> _Set task 1_
Decide whether each statement agrees with the article on Millennial spending, answering yes or no and quoting the words of the article that settle it. (a) Millennials make up more than a quarter of the US population. (b) 70% of Millennials would rather spend money on experiences than on possessions. (c) 72% of Millennials said they would like to increase spending on experiences.

> _Passage provided_
By Jin Kim
Millennials aren’t “kids” anymore. Now in their prime working and spending years, consumers ages 18-34 are the largest commercial demographic in US history, accounting for more than 25% of the population and $1.3 trillion in annual purchasing power. However, when it comes to actually spending that money, Millennials have profoundly different priorities than older generations:
- 78% would rather spend their money on “experiences” vs. possessions.
- 70% say that Fear of Missing Out (FOMO) factors into their purchasing decisions.
- The share of total US spend allocated to experiences has grown 70% since the birth of the first Millennial.
This shift in priorities has created an entirely new type of brand/consumer relationship, the repercussions of which are shaking up the world of marketing. Brands that want to reach this Millennial market in a real way must make a shift in creative and tactical marketing strategy. Attention must move away from hard-selling and towards connection. Focus should be less on the product itself, and more on how the brand is part of an authentic and aspirational experience.
The Experience Generation
According to Eventbrite’s nationwide research of Millennials, the vast majority (78%) of this generation values experiences over possessions, and 72% said they would like to increase spending on experiences. This obviously doesn’t mean they only care about Burning Man and trips to Belize — younger consumers still buy sneakers and soft drinks, after all. But the key takeaway for marketers is to focus promotional efforts on the value of sharable memories associated with a product, rather than on the material value of the product itself.
For Millennials, the perceived social value of a purchase often outweighs its material value.
“61% of Millennials say they’ve participated in an experience just to share it on social media.”

(Pointing and labeling entries)

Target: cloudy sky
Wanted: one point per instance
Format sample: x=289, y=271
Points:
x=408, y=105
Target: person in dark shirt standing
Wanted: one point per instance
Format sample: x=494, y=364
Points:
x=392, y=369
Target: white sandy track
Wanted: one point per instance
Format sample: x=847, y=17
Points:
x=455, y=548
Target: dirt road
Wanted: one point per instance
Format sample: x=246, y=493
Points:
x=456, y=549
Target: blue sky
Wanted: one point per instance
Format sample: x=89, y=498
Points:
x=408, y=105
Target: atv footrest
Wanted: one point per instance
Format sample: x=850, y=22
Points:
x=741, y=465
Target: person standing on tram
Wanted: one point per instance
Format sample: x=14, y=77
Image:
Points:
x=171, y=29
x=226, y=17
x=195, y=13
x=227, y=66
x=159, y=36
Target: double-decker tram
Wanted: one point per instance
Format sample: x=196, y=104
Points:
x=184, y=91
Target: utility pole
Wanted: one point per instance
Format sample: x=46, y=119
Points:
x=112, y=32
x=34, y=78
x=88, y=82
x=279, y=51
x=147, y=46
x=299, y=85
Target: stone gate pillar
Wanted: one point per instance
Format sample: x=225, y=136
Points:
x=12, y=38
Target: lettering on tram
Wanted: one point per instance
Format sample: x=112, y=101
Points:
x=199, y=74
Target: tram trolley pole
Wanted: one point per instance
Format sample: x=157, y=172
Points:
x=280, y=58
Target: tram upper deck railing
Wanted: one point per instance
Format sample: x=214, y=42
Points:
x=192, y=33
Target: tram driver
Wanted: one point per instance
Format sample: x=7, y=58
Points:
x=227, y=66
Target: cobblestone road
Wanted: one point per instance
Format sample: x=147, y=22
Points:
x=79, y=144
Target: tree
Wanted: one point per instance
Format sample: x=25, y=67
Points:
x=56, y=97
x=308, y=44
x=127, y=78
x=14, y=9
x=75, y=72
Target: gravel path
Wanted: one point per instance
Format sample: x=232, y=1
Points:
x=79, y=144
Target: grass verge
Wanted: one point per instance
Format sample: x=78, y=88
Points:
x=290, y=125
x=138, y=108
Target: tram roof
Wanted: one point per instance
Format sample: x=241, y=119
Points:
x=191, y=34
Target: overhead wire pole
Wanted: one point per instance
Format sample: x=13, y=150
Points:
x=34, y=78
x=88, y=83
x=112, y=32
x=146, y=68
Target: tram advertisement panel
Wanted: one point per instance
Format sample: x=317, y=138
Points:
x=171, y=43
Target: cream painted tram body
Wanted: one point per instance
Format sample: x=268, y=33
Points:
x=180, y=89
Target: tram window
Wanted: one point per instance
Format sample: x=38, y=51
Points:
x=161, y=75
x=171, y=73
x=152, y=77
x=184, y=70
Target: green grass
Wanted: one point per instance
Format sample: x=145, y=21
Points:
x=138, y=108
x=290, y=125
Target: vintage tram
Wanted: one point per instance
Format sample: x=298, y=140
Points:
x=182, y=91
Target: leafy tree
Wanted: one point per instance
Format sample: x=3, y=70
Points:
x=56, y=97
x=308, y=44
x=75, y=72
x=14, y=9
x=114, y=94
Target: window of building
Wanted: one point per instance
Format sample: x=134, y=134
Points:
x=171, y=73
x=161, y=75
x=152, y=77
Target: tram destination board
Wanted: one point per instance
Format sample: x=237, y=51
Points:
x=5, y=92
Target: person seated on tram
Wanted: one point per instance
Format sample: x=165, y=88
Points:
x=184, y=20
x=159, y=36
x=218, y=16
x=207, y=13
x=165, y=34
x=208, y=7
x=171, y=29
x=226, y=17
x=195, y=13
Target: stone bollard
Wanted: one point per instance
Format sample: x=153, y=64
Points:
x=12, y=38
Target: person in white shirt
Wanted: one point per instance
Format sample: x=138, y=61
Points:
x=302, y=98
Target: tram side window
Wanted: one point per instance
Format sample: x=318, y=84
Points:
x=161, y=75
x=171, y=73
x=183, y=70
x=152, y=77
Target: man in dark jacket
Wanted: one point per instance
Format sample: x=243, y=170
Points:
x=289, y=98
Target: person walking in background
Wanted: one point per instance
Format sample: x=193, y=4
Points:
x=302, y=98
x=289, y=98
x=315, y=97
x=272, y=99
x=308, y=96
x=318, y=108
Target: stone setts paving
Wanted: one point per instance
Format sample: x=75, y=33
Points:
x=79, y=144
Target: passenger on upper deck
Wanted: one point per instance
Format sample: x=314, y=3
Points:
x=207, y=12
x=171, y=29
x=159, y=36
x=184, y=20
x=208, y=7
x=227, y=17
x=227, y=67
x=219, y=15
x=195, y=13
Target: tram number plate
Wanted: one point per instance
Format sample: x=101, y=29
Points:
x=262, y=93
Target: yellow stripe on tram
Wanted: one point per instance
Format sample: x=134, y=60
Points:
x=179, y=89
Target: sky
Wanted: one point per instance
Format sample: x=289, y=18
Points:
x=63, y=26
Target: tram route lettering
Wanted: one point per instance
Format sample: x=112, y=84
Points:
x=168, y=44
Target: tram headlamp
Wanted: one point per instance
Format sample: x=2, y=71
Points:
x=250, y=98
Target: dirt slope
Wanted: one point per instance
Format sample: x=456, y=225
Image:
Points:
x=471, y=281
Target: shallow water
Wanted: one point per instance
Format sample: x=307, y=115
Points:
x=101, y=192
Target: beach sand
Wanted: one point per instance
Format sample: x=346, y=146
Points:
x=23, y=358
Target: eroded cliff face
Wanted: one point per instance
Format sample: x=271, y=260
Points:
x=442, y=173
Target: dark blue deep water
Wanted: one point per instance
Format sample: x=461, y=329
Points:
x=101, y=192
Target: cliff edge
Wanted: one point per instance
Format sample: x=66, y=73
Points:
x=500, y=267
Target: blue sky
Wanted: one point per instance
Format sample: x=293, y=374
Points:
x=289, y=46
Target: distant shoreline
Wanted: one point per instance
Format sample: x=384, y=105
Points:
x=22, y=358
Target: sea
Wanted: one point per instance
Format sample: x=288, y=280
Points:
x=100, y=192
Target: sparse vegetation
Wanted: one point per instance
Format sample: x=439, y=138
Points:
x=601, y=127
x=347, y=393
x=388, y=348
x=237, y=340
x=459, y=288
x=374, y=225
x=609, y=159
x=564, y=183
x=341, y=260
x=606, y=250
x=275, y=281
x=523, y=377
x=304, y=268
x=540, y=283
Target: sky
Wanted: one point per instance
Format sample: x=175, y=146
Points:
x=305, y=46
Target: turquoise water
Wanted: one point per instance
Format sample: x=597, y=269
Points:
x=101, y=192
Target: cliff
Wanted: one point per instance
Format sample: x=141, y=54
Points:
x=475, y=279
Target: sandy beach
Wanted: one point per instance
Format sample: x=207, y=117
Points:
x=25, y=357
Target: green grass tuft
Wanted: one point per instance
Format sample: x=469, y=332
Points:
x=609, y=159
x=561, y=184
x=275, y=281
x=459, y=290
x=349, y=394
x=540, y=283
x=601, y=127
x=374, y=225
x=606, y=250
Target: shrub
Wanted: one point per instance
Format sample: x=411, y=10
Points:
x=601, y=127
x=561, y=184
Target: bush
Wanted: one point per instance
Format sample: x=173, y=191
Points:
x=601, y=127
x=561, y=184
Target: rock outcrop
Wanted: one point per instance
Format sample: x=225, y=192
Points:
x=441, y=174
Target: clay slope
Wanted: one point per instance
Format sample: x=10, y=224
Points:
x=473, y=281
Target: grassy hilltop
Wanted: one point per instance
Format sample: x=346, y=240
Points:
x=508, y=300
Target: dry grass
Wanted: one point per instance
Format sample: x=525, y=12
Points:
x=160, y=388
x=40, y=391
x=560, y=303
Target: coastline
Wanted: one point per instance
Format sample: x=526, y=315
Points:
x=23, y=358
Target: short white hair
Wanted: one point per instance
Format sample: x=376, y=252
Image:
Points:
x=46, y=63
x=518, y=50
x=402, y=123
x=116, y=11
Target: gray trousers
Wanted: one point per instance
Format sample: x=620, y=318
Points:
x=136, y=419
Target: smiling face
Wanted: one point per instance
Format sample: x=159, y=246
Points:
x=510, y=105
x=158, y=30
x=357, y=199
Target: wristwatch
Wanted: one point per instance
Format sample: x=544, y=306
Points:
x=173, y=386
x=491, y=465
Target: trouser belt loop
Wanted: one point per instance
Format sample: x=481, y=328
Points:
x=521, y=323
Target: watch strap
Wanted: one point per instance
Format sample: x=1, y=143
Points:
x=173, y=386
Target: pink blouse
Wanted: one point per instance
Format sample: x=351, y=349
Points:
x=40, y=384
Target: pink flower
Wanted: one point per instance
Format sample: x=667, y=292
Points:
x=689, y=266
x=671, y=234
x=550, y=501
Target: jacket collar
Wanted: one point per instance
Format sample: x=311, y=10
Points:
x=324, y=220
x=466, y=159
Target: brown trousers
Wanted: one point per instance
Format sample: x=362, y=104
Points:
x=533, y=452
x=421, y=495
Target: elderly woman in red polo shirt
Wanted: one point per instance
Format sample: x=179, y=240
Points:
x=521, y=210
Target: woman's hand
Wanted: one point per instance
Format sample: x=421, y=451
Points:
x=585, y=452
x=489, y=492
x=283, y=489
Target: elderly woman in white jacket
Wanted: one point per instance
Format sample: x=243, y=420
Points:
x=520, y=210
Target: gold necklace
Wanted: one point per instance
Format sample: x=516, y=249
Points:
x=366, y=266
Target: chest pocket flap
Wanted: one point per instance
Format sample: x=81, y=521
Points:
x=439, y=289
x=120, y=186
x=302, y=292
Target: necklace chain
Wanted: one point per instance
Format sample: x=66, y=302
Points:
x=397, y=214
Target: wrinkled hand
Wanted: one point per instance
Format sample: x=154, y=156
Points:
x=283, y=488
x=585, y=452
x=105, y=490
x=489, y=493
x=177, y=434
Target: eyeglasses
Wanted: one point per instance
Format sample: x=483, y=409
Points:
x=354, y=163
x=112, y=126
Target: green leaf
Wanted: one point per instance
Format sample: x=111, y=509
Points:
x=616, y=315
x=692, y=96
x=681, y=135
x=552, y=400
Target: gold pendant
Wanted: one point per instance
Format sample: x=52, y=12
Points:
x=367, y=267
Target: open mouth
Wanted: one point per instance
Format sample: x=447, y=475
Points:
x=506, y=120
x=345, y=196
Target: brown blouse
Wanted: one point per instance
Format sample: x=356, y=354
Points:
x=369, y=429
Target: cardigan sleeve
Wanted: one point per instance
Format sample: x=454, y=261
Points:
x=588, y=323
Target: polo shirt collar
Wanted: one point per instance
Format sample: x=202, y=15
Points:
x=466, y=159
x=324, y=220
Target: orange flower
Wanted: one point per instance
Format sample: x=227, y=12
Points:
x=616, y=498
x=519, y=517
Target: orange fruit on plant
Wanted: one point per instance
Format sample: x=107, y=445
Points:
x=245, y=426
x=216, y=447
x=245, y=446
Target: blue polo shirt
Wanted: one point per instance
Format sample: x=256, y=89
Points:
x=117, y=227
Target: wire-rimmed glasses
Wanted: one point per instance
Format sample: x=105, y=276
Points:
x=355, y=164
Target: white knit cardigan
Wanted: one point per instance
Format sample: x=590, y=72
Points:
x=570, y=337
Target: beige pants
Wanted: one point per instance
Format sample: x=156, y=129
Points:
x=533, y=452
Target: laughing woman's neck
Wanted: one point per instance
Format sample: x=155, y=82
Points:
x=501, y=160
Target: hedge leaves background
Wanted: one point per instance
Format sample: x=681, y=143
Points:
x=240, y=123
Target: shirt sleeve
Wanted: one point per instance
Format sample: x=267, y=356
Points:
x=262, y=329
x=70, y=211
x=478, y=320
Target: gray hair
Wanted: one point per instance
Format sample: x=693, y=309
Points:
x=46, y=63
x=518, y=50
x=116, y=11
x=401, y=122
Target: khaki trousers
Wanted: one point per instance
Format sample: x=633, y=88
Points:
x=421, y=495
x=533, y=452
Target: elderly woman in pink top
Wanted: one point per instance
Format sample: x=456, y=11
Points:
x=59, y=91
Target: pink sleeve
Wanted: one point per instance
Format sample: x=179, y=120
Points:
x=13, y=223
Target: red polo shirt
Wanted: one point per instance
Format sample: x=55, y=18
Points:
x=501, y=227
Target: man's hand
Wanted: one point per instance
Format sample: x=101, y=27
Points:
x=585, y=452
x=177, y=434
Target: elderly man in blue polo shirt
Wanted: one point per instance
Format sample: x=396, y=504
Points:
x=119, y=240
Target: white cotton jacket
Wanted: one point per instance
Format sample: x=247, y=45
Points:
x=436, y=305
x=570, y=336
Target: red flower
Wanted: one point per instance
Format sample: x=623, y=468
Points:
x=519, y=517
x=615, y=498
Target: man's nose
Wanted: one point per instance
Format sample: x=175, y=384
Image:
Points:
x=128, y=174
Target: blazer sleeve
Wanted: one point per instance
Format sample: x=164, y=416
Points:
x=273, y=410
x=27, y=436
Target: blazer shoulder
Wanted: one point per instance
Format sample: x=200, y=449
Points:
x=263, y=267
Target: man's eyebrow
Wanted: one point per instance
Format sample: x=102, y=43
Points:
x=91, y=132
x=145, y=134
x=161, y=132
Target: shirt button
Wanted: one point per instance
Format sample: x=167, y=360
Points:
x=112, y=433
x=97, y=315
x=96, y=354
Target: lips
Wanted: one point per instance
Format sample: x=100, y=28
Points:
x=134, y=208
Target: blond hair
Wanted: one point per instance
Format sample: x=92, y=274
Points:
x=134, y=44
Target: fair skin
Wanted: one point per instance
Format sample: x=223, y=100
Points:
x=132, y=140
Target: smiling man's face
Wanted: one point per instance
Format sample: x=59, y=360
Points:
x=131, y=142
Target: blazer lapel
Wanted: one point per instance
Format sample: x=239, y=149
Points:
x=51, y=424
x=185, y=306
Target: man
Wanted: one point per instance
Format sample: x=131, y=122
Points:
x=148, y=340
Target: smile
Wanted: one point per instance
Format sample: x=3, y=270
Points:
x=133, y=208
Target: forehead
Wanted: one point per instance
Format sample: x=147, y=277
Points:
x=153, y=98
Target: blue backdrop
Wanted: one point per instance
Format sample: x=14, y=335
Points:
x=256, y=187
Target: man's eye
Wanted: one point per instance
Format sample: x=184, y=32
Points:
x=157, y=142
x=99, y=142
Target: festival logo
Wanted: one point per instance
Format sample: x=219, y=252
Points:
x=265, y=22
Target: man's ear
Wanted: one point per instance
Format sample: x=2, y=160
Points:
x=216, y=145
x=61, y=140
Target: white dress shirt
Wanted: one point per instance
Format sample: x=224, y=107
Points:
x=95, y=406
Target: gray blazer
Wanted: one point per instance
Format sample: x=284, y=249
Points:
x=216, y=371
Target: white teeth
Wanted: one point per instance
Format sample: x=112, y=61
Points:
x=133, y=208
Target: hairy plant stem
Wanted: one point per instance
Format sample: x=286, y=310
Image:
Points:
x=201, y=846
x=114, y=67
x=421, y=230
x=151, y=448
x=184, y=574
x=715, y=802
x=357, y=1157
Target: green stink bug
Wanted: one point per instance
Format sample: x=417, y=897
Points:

> _Set task 2_
Return every line of the entries that contains the word "background". Case counts.

> _Complete answer 1_
(a) Yes: "accounting for more than 25% of the population"
(b) No: "78% would rather spend their money on “experiences” vs. possessions."
(c) Yes: "72% said they would like to increase spending on experiences"

> _Complete answer 2_
Target: person walking in background
Target: hedge leaves background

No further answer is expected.